Problem to solve =>
Copy out the following article about Mario Cuomo and sports word for word, from the byline to the final sentence.
Start of Reading text
By Philip Newman
To call Mario Cuomo a sports fan, particularly when it came to baseball and basketball, might be an understatement.
For instance, when Cuomo was a sports writer on the St. John’s University newspaper, The Torch, he wrote a column that was not optimistic about the Redmen’s chances in the approaching 1952 basketball season.
Fifty years later, Cuomo told the TimesLedger Newspapers that he had pounded out that column, although his memory for details might have been dulled a bit because of his success in another sport.
“That was around the time I signed a $2,000 contract with a farm team of the Pittsburgh Pirates,” Cuomo, a centerfielder, recalled in 2002.
But his professional career, starting with the Brunswick (Ga.) Pirates turned out to be brief. A fastball struck him in the head, causing temporary sight loss (in an era before batting helmets.) He spent six days in a hospital.
Years later, Cuomo, a renowned asphalt court basketball player, was pictured in The New York Times shooting hoops in the backyard in Holliswood.
In his sports column in The Torch, Cuomo wrote: “Coach Frank McGuire will face the greatest challenge of his short, but illustrious, career in trying to build a top team from only six returning lettermen and promising but untested sophomores.”
But Cuomo and most of the Redmen’s supporters could not have predicted the inspired play of the Redmen that winter of 1952.
End of Reading text
Start of Record extracts
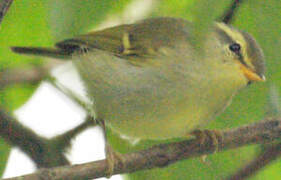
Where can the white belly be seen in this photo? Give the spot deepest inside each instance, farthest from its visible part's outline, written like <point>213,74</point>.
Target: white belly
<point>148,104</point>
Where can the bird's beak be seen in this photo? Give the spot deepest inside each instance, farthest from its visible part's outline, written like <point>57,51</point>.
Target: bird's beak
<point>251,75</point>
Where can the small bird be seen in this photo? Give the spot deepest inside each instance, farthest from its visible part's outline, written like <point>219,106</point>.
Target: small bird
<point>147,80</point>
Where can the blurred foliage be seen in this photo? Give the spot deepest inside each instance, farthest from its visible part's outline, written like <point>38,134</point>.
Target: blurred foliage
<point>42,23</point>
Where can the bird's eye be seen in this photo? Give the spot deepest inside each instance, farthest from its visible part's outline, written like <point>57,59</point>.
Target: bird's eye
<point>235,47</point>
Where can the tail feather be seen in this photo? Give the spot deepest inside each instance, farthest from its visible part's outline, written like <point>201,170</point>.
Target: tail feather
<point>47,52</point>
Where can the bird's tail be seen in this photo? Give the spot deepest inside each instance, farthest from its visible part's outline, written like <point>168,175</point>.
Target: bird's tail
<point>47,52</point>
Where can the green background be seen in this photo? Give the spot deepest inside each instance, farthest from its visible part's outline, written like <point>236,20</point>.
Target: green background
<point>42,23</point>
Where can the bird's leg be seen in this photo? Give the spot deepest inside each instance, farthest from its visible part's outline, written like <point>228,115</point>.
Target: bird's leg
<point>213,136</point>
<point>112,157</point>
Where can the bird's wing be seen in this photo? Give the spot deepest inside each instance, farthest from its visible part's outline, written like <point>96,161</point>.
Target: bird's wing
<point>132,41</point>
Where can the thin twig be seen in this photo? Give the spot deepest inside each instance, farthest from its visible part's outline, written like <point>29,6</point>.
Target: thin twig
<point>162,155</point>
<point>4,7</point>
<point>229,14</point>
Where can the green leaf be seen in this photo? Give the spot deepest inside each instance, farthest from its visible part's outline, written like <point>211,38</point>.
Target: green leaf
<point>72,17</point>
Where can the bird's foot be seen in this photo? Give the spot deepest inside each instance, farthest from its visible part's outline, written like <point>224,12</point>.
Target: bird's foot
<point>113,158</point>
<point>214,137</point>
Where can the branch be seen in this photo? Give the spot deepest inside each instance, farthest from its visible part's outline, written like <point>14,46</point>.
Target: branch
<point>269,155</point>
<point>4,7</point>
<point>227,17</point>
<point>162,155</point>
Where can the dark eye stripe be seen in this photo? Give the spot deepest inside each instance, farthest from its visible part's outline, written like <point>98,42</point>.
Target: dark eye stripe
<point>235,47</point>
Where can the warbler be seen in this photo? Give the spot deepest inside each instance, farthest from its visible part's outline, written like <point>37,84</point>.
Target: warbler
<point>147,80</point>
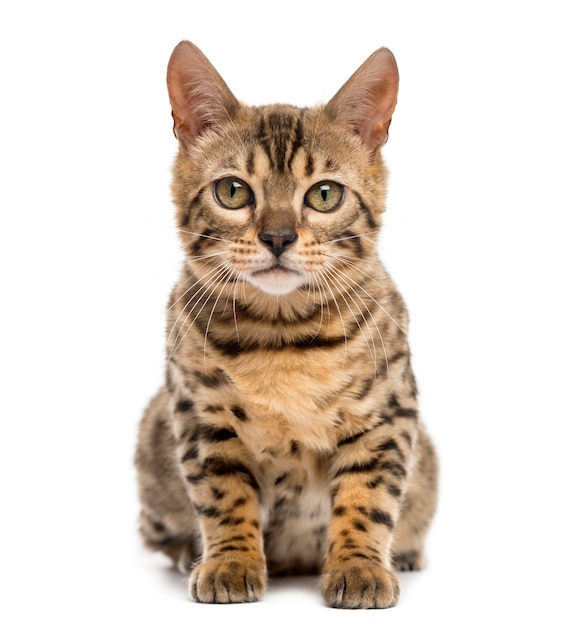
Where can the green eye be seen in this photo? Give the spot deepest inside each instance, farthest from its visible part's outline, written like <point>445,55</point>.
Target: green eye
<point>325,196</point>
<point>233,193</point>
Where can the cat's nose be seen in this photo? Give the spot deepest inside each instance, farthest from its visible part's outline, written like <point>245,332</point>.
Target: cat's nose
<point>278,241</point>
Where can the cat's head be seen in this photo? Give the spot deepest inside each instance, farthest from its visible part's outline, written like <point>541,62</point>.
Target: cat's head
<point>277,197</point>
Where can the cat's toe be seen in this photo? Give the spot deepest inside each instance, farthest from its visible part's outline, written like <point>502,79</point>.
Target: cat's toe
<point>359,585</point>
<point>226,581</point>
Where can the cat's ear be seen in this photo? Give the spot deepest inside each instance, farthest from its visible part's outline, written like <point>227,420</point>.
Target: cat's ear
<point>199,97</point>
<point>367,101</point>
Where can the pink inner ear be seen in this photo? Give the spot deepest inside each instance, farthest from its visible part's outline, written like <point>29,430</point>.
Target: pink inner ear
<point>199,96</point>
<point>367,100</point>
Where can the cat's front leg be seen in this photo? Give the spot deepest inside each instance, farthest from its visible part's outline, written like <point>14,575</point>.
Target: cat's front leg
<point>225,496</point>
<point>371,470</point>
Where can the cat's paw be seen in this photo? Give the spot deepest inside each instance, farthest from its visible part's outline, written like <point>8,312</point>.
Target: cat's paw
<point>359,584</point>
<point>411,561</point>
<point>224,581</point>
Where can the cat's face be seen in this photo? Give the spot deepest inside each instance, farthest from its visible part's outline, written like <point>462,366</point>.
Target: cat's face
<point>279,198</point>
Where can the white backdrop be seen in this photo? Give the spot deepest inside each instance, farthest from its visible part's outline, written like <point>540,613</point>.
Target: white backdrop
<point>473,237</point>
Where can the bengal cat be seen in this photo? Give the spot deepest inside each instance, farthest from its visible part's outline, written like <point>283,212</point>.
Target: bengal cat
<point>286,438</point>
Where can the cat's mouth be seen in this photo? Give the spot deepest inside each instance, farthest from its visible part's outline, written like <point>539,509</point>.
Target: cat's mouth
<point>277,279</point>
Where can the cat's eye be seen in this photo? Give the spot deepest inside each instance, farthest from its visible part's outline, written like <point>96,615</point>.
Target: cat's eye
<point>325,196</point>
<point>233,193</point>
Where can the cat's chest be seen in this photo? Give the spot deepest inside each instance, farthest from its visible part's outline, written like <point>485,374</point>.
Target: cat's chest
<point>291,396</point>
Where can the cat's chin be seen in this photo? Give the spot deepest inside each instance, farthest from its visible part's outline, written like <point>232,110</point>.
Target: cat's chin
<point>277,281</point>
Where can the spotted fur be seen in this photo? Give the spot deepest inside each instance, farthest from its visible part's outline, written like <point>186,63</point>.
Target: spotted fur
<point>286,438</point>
End of Record extracts
Finished exercise =>
By Philip Newman
To call Mario Cuomo a sports fan, particularly when it came to baseball and basketball, might be an understatement.
For instance, when Cuomo was a sports writer on the St. John’s University newspaper, The Torch, he wrote a column that was not optimistic about the Redmen’s chances in the approaching 1952 basketball season.
Fifty years later, Cuomo told the TimesLedger Newspapers that he had pounded out that column, although his memory for details might have been dulled a bit because of his success in another sport.
“That was around the time I signed a $2,000 contract with a farm team of the Pittsburgh Pirates,” Cuomo, a centerfielder, recalled in 2002.
But his professional career, starting with the Brunswick (Ga.) Pirates turned out to be brief. A fastball struck him in the head, causing temporary sight loss (in an era before batting helmets.) He spent six days in a hospital.
Years later, Cuomo, a renowned asphalt court basketball player, was pictured in The New York Times shooting hoops in the backyard in Holliswood.
In his sports column in The Torch, Cuomo wrote: “Coach Frank McGuire will face the greatest challenge of his short, but illustrious, career in trying to build a top team from only six returning lettermen and promising but untested sophomores.”
But Cuomo and most of the Redmen’s supporters could not have predicted the inspired play of the Redmen that winter of 1952.